_Task_
Rewrite the rows as a Markdown table with the columns No. and Text, leaving out blank lines. Begin at the line that contains "of the concrete" and stop after the line that contains "[[355, 125]]".

** START OF Provided records **

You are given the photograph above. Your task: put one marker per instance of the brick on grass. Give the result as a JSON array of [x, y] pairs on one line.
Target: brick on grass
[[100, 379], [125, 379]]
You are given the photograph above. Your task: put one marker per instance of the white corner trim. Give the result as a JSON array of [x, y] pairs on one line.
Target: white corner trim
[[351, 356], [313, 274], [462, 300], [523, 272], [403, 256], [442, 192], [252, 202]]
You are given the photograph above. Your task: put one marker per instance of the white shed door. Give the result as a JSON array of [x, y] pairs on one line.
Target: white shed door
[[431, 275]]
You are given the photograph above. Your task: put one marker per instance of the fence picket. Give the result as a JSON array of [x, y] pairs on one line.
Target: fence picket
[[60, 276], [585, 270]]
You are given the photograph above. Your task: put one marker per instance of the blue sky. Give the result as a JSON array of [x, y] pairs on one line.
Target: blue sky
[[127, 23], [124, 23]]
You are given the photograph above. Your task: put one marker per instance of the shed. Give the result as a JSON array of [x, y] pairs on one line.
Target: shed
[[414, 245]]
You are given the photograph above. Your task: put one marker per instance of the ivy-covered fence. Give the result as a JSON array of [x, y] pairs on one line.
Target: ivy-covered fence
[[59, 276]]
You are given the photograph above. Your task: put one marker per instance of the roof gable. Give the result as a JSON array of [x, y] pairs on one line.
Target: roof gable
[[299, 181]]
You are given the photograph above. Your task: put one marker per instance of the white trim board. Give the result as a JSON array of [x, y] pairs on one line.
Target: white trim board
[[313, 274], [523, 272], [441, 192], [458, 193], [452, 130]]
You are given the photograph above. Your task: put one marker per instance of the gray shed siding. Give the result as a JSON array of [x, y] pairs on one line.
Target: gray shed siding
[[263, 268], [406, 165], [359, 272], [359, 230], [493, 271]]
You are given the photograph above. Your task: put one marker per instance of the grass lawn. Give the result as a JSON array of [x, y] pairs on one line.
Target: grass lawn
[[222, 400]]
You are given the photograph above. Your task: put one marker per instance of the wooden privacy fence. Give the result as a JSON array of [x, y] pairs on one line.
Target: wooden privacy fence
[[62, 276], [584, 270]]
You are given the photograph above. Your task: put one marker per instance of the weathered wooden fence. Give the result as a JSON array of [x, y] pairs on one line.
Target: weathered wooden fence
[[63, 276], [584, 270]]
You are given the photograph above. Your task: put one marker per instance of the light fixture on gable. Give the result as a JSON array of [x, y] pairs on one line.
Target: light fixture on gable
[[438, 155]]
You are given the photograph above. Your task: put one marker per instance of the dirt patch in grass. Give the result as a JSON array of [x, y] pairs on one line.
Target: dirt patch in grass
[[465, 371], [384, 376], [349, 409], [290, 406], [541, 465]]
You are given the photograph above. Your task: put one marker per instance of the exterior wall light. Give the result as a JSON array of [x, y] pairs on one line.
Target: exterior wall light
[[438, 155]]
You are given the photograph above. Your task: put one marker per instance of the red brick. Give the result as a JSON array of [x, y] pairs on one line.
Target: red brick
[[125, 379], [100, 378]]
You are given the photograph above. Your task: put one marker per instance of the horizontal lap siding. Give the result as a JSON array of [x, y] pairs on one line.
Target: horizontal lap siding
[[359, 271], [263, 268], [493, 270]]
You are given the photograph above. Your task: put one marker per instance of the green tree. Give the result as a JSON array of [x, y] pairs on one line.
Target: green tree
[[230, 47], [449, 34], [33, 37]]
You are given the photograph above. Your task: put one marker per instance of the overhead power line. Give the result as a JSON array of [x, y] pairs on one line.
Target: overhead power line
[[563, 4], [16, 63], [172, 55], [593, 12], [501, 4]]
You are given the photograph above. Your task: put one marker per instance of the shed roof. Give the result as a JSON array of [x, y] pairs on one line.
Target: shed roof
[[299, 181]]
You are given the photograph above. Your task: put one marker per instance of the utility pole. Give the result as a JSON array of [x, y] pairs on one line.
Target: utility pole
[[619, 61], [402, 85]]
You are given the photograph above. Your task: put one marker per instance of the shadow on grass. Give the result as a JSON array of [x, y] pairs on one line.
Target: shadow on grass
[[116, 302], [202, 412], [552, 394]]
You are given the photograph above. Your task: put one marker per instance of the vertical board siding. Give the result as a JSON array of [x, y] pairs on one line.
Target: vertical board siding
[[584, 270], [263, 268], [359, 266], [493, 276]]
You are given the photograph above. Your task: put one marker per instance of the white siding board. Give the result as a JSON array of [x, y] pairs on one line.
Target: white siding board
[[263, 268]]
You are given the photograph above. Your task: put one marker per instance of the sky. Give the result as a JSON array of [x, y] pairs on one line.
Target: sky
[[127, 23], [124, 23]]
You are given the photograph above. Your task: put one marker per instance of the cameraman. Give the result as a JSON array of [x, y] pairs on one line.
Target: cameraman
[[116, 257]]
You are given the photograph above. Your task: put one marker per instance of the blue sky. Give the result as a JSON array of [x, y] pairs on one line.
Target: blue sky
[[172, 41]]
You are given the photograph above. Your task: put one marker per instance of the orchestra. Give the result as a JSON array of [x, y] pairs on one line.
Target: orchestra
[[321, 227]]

** END OF Provided records **
** START OF Provided records **

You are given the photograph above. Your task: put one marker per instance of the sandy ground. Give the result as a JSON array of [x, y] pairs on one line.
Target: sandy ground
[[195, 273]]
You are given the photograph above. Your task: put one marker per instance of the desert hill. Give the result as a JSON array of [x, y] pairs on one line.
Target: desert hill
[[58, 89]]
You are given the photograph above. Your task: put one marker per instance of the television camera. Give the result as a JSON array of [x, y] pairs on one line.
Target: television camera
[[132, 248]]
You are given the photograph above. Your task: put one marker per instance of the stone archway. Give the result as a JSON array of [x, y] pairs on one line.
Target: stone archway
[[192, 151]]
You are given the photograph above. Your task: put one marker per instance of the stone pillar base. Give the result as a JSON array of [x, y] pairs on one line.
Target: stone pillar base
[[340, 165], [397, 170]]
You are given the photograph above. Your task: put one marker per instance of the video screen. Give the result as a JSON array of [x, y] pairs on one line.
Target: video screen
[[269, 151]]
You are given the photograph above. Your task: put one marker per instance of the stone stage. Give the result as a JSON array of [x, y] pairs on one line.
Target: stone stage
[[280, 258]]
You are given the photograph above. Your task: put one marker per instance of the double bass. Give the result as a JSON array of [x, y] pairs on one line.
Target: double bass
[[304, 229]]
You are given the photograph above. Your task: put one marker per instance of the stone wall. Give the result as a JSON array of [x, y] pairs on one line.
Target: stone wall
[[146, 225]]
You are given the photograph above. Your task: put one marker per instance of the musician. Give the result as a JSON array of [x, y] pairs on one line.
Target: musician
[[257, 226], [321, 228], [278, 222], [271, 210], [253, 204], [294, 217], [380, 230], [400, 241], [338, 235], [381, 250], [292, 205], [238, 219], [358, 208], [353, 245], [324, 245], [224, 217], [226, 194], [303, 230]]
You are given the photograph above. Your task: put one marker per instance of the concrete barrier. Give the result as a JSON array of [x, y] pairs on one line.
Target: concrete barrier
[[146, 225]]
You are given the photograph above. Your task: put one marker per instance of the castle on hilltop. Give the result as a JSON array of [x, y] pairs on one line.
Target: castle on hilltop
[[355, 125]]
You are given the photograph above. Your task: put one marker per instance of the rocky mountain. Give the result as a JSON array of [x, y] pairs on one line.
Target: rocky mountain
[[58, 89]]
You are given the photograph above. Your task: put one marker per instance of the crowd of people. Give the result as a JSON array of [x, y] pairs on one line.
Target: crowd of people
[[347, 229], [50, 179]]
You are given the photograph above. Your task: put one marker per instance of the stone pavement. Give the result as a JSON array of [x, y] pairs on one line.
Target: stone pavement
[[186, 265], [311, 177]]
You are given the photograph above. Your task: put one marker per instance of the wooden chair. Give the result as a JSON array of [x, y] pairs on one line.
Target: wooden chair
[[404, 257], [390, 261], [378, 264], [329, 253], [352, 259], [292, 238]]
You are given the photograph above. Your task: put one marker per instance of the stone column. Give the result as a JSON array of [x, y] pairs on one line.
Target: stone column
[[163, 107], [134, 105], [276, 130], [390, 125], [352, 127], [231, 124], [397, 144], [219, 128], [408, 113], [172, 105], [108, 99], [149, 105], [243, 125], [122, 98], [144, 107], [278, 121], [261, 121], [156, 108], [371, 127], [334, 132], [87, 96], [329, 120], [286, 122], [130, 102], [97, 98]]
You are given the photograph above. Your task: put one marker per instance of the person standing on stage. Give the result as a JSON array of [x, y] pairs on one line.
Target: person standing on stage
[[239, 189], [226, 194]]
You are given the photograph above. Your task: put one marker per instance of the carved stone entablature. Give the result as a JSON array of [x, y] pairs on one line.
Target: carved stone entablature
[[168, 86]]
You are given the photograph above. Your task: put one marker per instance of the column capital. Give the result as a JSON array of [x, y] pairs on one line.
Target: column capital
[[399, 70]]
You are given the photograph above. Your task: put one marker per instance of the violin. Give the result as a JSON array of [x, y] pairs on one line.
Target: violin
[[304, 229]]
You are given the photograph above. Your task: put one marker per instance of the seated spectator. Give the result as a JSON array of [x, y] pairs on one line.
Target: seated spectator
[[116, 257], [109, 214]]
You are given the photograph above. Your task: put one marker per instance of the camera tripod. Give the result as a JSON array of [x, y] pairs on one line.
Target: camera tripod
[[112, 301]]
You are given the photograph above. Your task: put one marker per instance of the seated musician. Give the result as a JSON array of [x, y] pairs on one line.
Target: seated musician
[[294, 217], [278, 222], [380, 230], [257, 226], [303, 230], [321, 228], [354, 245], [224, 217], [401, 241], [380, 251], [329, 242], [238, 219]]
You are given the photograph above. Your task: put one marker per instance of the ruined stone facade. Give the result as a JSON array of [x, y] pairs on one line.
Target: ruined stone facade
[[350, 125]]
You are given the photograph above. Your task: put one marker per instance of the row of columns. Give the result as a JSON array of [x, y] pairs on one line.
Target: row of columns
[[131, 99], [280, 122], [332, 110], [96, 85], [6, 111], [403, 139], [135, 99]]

** END OF Provided records **
** START OF Provided records **

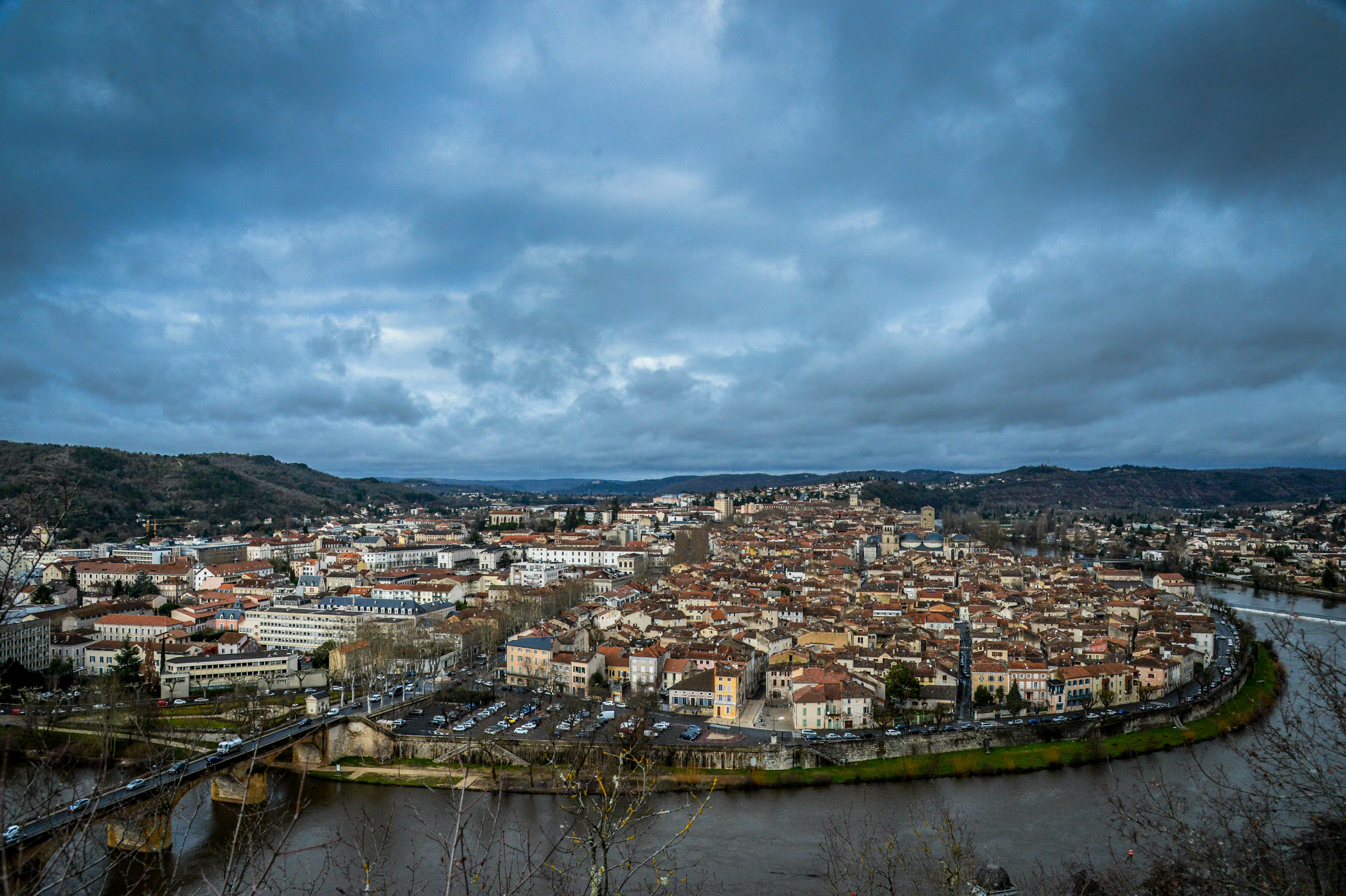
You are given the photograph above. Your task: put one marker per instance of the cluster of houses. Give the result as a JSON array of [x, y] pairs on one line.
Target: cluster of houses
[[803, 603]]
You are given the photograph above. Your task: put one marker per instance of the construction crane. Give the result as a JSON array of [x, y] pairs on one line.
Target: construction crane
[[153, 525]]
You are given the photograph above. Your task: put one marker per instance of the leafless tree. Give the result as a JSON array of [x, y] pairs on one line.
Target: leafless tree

** END OF Provided records **

_Task solution_
| No. | Text |
|---|---|
| 1 | You are given the photograph above. Your task: put one marker per instance of the concrete barrier. Give the result as a JSON array of [x, y] pairs on one line. |
| 2 | Target: concrete barrier |
| 3 | [[146, 225]] |
| 4 | You are given the photograph above. Your task: put one marker per instance of the castle on hilltop. Give the result as a JSON array of [x, y] pairs on one line. |
| 5 | Target: castle on hilltop |
| 6 | [[355, 125]] |